WHAT THE TASK ASKS →
Go through the lines below, tally those that include the word "underside", and give only the tally.

MATERIAL FOR THE TASK →
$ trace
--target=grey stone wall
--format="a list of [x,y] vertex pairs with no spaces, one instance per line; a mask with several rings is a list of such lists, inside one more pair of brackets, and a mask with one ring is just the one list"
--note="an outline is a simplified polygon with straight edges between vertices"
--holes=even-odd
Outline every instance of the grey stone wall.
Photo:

* * *

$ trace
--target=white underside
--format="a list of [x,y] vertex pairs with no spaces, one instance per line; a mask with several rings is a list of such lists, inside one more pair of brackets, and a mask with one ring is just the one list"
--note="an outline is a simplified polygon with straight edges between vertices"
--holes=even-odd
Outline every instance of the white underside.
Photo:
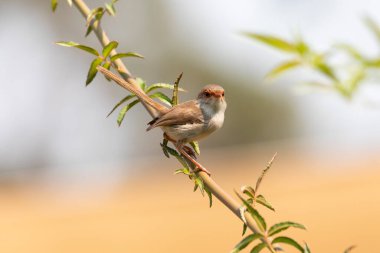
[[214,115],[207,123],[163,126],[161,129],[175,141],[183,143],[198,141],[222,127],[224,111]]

==

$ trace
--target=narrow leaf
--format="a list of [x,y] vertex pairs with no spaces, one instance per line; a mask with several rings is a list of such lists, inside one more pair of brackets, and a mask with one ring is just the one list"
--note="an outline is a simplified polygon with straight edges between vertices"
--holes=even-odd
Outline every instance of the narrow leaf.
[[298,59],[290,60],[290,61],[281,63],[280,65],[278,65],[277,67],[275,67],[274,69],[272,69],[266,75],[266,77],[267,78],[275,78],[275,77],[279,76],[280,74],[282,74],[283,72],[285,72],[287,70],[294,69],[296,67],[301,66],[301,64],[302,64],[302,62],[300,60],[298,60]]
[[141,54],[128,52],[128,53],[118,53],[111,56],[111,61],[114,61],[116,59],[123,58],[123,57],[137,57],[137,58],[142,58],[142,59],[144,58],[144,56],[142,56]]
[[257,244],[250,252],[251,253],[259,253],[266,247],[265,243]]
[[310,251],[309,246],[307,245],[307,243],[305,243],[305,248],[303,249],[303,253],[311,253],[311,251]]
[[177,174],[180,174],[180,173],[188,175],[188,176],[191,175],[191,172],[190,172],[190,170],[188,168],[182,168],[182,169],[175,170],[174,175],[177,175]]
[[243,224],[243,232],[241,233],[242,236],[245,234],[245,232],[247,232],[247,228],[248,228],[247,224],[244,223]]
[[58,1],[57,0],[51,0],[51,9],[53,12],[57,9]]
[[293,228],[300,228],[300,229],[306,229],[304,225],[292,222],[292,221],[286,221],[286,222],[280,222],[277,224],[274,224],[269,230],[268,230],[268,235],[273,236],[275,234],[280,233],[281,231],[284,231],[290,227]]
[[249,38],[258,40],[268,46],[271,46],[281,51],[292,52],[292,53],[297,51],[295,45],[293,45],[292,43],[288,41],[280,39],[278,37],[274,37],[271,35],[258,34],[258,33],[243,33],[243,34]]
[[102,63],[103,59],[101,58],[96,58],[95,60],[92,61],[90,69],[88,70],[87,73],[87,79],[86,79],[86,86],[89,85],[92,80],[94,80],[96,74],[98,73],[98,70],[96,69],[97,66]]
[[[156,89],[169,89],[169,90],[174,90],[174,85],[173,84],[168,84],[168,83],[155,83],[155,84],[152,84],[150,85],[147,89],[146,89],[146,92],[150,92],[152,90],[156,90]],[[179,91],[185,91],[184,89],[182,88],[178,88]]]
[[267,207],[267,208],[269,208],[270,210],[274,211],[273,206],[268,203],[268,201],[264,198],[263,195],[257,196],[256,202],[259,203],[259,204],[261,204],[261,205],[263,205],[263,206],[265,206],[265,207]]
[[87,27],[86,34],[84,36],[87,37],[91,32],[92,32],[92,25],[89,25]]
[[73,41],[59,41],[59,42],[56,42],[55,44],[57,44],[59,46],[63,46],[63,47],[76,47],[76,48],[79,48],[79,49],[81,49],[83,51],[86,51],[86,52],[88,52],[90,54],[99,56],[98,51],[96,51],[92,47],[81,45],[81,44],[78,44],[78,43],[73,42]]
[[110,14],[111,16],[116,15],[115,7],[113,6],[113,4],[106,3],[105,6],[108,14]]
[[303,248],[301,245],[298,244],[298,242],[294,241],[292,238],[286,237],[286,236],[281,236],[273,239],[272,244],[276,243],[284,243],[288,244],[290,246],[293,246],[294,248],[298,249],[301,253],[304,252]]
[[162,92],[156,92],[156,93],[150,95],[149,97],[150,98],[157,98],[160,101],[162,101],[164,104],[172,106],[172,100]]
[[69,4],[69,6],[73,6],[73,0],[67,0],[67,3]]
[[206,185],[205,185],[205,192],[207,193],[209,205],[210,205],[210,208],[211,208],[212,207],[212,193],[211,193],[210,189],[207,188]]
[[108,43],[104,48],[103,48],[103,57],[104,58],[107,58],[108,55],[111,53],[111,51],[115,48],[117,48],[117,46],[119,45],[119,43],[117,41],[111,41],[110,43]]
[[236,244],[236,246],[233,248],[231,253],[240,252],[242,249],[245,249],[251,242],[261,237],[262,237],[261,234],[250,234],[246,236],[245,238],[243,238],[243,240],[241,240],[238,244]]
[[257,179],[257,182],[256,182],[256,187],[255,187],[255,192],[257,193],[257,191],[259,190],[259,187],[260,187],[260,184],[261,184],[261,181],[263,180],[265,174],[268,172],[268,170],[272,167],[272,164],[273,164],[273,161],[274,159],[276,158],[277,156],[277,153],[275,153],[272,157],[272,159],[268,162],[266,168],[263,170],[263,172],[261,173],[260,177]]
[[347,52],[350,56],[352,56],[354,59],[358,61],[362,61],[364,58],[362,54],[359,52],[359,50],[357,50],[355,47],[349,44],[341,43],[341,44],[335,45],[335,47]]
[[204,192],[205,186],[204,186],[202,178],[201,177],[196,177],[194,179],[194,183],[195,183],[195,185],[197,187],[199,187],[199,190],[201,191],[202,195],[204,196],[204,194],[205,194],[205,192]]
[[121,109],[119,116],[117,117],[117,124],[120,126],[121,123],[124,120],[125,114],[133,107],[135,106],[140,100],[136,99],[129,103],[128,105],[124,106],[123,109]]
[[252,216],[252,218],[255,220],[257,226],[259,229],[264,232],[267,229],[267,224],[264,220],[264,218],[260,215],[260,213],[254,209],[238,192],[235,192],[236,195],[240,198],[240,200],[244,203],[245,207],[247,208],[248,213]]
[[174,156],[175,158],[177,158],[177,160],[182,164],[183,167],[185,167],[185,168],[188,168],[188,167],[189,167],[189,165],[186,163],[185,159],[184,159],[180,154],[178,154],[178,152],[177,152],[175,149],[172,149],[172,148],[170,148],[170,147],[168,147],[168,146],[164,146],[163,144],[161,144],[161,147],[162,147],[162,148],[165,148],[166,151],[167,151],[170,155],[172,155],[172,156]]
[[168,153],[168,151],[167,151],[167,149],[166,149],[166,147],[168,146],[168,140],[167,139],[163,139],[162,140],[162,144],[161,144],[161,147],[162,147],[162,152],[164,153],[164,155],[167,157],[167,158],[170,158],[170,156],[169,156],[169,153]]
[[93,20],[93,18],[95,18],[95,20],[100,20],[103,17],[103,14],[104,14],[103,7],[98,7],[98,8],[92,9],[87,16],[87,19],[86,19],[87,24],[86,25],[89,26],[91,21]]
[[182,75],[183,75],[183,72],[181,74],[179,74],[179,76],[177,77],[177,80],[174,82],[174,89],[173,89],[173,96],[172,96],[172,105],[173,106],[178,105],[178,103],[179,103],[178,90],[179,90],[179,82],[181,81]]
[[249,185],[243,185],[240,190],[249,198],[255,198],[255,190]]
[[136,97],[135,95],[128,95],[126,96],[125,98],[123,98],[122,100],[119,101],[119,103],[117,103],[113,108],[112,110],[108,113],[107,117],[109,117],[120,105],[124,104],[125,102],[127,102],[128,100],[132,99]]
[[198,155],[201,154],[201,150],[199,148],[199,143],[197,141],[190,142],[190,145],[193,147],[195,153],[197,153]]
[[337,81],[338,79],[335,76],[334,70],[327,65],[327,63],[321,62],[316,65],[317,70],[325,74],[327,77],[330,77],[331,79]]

SOLUTION →
2